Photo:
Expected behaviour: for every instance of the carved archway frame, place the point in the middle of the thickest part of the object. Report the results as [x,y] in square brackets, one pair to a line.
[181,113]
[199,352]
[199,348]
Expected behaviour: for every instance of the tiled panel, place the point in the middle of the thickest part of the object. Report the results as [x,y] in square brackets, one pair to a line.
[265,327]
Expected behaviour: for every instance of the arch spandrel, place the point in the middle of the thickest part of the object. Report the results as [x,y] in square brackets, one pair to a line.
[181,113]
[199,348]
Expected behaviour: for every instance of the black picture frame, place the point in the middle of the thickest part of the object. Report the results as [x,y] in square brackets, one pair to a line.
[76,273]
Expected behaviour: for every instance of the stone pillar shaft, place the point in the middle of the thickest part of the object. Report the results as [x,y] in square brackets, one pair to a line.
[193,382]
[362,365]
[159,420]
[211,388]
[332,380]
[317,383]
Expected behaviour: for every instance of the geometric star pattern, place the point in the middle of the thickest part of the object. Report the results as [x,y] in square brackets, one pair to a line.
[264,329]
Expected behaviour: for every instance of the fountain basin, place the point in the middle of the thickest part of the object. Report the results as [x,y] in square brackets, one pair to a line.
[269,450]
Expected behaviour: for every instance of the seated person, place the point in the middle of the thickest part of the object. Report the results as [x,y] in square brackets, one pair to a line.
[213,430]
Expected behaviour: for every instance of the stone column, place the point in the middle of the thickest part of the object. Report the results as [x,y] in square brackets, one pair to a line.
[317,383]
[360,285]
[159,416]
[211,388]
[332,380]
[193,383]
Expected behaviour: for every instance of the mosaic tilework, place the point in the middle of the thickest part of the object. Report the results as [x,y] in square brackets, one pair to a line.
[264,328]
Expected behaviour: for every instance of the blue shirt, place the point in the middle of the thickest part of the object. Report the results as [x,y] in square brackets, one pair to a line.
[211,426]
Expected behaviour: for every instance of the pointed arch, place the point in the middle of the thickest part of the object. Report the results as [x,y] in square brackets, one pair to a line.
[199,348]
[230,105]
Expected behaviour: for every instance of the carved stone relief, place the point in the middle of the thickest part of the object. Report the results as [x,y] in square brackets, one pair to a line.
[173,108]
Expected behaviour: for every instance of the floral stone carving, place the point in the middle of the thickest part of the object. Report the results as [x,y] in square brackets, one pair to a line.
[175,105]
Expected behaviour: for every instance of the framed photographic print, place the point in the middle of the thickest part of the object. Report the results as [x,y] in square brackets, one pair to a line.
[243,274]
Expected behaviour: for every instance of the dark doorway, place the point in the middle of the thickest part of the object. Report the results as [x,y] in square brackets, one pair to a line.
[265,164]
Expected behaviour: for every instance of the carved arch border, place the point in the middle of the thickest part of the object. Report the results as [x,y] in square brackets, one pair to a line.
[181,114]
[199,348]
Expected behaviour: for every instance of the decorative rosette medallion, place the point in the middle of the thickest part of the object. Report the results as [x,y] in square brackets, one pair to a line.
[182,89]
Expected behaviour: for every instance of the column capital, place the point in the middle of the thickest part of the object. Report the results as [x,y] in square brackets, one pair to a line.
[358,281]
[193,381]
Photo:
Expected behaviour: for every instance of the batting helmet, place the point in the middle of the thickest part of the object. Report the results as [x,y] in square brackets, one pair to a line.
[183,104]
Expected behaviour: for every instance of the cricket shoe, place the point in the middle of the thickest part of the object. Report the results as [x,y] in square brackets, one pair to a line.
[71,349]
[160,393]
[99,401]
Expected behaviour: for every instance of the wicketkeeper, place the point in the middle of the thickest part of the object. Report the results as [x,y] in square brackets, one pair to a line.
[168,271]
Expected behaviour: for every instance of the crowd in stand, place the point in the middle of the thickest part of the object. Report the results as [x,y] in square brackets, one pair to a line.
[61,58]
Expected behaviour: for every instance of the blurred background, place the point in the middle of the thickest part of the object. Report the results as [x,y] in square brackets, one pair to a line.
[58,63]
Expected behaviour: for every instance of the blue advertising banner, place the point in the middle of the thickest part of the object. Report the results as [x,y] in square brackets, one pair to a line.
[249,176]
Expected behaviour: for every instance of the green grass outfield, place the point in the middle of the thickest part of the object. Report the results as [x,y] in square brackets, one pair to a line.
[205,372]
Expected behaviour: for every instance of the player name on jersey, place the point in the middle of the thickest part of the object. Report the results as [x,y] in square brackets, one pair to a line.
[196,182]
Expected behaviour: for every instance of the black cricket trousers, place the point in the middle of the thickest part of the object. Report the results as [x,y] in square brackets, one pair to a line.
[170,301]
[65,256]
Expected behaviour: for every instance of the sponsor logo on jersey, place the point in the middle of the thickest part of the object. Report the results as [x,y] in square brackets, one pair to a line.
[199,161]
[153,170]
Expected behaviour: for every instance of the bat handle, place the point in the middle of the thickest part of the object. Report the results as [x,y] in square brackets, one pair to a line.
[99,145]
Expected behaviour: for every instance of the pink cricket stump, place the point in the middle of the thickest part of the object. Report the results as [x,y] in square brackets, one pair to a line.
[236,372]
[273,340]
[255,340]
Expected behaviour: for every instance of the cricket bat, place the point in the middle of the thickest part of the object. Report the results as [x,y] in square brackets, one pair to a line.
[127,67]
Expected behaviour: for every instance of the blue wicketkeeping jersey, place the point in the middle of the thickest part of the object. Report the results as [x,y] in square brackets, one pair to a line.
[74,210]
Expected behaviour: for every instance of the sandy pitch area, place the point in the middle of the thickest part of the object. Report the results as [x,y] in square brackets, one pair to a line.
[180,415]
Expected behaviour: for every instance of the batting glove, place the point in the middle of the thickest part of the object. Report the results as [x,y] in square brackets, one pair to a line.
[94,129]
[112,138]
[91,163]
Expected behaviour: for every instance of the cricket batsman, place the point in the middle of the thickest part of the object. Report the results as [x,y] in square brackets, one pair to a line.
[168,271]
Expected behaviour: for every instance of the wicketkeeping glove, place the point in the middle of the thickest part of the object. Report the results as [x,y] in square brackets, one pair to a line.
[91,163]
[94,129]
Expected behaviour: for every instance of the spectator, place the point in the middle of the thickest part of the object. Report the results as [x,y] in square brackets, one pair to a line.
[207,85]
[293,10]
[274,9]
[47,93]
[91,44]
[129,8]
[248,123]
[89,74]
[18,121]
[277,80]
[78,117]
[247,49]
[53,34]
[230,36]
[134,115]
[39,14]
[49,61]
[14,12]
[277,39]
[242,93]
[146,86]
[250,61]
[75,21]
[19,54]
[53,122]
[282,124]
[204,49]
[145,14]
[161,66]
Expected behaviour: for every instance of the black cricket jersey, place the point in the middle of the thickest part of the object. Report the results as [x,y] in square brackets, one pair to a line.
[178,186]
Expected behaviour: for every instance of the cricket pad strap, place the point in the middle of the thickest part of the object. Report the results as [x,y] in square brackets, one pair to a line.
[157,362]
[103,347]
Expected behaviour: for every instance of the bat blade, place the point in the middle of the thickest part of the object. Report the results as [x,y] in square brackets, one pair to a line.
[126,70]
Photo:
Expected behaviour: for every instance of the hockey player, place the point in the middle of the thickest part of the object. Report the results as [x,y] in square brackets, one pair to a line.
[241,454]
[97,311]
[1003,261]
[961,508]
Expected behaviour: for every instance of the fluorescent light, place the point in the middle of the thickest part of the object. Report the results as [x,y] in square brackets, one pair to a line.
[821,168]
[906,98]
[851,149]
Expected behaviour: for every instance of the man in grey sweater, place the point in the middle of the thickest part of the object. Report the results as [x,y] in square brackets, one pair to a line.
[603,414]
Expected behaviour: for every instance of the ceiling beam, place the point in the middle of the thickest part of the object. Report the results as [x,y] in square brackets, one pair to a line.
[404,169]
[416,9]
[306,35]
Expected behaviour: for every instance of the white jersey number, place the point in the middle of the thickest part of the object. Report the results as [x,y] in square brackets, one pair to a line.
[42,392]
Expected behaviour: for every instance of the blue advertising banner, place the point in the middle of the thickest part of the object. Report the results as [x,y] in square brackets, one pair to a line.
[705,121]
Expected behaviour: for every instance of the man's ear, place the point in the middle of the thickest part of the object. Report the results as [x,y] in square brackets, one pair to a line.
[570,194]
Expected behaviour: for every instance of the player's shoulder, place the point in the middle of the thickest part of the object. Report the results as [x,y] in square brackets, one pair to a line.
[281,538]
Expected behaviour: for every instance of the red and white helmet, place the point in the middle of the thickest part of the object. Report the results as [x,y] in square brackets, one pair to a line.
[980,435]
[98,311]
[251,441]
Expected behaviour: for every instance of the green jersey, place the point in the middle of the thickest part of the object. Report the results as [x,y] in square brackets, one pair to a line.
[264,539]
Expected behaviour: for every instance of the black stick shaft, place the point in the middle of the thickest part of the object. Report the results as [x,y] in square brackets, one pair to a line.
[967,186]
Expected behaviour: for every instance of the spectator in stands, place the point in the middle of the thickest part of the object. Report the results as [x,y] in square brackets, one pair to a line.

-----

GIVEN EXERCISE:
In the records above, return only the line that contains "Expected behaviour: for every instance of the red" and every line after it through the last, exactly as they appear.

RESULT OF THIS TASK:
Expected behaviour: for every instance of the red and white helmet, place the point in the middle of the thickest part of the object. Report the results as [x,y] in square brackets, one pair to a line.
[980,435]
[98,311]
[251,441]
Expected behaviour: for every instance of the green jersey, place the point in the middle of the thickest part of the object. Report the results as [x,y] in square brackets, one pair to a line.
[264,539]
Expected behaviour: for every instance of the black stick shaft, place the point in the middle of the thickest part of the object. Report the results as [x,y] in square brackets, one pair to a line.
[967,186]
Expected behaviour: for every instance of the spectator in stands, place the point in the middle of the thickest part of the object. Report the results as [x,y] in square brackets, one pair to a line.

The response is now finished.